= DATA PROVIDED =
+ + + +

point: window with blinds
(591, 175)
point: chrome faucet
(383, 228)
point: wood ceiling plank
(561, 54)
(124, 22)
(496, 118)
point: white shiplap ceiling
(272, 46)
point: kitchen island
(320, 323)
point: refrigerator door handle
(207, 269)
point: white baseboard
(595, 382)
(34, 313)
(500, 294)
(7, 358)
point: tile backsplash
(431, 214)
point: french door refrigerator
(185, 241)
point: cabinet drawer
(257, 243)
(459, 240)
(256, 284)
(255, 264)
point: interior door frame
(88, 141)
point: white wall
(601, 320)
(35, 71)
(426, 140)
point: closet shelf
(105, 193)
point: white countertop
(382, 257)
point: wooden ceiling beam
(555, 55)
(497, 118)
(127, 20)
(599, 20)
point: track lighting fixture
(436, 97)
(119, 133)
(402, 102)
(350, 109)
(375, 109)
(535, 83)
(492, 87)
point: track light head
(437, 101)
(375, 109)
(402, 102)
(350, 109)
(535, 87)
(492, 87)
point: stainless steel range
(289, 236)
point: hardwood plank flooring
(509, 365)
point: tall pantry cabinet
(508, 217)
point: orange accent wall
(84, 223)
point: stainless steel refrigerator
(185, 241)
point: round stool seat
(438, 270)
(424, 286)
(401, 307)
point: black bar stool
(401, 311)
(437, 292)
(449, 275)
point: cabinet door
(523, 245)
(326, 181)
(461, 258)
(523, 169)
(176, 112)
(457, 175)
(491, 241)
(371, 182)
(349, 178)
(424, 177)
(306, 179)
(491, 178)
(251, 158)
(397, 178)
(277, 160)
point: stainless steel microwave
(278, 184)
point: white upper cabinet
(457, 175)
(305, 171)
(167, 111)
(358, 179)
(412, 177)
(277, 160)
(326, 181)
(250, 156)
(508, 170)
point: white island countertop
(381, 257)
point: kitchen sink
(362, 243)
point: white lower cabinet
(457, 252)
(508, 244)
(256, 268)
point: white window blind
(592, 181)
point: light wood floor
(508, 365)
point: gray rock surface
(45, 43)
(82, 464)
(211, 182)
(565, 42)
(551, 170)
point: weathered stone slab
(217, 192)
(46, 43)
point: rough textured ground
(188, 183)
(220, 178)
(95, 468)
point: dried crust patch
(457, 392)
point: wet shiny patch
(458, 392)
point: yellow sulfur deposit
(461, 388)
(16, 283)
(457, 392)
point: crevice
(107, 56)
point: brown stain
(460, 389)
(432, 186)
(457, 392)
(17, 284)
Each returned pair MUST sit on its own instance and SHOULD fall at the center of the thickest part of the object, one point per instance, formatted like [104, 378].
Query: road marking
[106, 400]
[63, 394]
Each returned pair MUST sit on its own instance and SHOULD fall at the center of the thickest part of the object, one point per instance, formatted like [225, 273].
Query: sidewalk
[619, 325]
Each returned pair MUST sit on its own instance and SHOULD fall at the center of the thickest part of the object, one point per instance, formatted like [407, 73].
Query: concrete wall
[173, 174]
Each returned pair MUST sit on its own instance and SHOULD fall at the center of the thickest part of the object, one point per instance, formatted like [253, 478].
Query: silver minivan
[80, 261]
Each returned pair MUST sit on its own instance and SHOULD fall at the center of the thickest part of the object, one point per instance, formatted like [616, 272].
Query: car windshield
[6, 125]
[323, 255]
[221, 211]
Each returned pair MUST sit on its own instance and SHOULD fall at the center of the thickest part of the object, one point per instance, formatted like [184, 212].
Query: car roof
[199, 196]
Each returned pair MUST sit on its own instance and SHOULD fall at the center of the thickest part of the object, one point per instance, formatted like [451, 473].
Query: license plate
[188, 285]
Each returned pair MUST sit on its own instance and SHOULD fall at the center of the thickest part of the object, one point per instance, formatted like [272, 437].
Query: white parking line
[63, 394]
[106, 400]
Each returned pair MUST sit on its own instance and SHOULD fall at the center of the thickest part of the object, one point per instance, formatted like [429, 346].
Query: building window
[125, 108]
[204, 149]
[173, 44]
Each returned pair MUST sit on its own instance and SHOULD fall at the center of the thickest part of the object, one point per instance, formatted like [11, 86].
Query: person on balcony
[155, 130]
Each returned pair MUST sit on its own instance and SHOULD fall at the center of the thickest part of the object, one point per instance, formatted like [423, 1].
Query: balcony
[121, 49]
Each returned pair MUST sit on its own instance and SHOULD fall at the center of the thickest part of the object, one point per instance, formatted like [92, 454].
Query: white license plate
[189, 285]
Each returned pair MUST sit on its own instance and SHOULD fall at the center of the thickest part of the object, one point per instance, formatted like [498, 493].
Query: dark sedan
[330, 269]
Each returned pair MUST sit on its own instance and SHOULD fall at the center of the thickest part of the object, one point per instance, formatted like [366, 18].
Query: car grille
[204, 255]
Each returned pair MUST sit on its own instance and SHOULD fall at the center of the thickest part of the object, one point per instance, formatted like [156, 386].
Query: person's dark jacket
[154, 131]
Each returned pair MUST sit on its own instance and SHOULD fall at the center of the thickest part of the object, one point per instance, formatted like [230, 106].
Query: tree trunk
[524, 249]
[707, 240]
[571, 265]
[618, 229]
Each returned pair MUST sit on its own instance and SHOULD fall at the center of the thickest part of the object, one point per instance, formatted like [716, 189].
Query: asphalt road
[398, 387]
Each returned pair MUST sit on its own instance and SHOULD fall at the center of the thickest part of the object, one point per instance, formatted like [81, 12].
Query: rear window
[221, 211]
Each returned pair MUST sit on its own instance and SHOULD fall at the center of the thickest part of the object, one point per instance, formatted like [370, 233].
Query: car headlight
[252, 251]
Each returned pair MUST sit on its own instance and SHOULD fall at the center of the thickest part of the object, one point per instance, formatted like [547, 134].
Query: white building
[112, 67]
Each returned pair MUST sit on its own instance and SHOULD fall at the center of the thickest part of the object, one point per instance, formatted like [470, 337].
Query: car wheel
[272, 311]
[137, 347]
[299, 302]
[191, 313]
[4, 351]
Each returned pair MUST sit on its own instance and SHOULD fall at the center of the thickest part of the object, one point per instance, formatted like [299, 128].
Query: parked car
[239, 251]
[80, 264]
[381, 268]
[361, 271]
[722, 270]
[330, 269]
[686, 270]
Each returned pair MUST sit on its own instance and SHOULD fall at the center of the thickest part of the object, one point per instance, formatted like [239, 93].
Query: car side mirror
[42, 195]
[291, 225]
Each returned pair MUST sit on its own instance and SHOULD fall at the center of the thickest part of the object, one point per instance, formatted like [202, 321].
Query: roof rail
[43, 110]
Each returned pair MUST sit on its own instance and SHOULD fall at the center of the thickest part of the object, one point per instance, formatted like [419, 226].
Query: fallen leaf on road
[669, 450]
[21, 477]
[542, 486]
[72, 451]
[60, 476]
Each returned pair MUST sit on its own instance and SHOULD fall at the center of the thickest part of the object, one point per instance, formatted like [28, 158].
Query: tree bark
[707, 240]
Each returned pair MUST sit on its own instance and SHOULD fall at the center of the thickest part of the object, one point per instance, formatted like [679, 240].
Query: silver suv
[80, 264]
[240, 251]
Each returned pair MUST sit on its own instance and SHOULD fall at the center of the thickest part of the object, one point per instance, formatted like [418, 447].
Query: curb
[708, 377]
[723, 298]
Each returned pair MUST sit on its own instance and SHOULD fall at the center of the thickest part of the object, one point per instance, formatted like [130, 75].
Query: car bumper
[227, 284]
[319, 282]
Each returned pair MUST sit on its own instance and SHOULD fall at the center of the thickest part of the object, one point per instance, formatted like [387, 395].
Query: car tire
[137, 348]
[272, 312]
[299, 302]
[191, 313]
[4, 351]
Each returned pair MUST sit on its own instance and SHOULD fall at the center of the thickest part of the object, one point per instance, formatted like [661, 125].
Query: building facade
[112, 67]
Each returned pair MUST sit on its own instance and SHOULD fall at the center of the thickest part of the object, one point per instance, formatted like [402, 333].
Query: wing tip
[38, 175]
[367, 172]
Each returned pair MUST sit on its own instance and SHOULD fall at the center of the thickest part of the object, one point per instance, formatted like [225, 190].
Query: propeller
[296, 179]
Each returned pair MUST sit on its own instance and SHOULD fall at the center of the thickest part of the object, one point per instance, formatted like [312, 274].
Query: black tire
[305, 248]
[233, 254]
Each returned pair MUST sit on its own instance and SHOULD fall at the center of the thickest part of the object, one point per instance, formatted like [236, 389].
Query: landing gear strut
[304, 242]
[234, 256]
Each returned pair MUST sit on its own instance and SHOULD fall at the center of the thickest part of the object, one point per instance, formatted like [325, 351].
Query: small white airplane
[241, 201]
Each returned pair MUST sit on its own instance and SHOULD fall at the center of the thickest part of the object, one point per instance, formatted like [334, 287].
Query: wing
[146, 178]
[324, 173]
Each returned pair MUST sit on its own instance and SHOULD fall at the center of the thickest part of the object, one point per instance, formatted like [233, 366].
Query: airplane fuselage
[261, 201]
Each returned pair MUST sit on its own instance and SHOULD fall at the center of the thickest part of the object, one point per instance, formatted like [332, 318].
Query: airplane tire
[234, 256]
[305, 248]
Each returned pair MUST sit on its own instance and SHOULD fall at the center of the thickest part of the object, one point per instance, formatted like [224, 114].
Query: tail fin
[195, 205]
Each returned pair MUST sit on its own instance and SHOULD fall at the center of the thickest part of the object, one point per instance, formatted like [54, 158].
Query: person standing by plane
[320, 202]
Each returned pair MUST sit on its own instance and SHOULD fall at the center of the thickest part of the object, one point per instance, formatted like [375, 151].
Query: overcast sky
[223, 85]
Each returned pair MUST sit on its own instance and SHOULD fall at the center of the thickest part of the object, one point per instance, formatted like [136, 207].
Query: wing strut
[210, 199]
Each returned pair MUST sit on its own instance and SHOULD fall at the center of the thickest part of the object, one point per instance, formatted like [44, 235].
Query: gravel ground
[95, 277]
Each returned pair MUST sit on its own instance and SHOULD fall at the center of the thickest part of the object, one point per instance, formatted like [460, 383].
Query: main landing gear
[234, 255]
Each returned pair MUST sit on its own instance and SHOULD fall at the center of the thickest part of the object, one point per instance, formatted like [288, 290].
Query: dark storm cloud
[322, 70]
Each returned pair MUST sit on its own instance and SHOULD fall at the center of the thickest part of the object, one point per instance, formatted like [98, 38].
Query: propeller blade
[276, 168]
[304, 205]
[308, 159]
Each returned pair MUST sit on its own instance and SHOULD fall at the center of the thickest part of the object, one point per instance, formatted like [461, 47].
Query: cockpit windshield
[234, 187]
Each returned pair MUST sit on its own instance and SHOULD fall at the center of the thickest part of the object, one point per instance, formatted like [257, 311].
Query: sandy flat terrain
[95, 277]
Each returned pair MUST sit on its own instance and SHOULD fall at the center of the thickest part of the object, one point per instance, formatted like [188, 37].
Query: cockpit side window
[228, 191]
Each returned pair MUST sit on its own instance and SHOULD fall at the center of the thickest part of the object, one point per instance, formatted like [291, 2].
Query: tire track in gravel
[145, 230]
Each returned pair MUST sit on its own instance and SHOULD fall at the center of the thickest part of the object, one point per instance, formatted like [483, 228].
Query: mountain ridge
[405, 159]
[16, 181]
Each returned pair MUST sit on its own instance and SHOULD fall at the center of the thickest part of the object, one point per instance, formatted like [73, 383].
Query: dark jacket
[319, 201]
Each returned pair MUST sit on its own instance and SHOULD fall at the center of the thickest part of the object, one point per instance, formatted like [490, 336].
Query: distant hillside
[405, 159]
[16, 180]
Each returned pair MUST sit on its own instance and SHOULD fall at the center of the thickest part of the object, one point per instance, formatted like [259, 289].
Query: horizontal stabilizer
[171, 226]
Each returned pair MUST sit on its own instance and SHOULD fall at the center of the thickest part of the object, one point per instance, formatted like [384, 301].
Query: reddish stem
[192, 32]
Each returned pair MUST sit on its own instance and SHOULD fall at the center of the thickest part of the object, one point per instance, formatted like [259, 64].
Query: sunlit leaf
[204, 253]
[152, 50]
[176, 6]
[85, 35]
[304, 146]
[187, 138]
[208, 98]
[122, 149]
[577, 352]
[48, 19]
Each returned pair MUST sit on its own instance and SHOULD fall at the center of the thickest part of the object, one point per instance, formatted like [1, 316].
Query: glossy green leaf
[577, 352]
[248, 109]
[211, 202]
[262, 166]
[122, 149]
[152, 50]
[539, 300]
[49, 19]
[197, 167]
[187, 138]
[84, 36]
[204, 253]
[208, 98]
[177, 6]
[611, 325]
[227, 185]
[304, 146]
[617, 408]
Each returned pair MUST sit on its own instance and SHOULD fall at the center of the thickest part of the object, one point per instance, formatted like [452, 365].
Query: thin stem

+ + + +

= EXERCISE =
Begin with the line that contains "like [291, 2]." and end with the last line of the records; set down every line in that span exactly, and nothing else.

= SOLUTION TO THE PROBLEM =
Each returned pair MUST sit on its own instance and SHOULD fall at the center of the thickest part of the object, one point per instance, formatted like [291, 2].
Query: tire track in gravel
[145, 230]
Each returned pair MUST sit on its own instance and SHOULD fall at the center of the thickest part of the object, one point per instance, formatted like [483, 228].
Query: mountain ridge
[405, 159]
[16, 181]
Each returned pair MUST sit on its own instance and SHOULD fall at the center of the thickest part of the object, one point per instance, formatted like [73, 383].
Query: dark jacket
[319, 201]
Each returned pair MUST sit on its own instance and SHOULD fall at the center of the thickest part of the object, one point per instance, formatted like [490, 336].
Query: distant hillside
[405, 159]
[16, 180]
Each returned pair MUST sit on its own instance and SHOULD fall at the center of the thickest part of the object, one point per instance, formatted like [259, 289].
Query: horizontal stabilizer
[171, 226]
Each returned pair MUST sit on its own instance and SHOULD fall at the center of the thickest part of the object, one point per instance, formatted like [384, 301].
Query: reddish stem
[192, 32]
Each returned pair MUST sit on its own instance and SHOULD fall at the center of the thickest part of the object, one point per instance, formatted like [259, 64].
Query: sunlit leaf
[204, 253]
[152, 50]
[176, 6]
[85, 35]
[304, 146]
[187, 138]
[208, 98]
[122, 149]
[577, 352]
[48, 19]
Each returned pair MUST sit on its own instance and SHOULD fall at the center of the thickest part of the object, one point per instance, formatted like [1, 316].
Query: glossy green leaf
[577, 352]
[248, 109]
[211, 202]
[262, 166]
[122, 149]
[152, 50]
[539, 300]
[49, 19]
[197, 167]
[187, 138]
[84, 36]
[204, 253]
[208, 98]
[177, 6]
[611, 325]
[227, 185]
[304, 146]
[617, 408]
Each returned pair MUST sit on its own instance and SHOULD fall at the center of the thickest part of the object, one point per instance, formatted like [452, 365].
Query: thin stem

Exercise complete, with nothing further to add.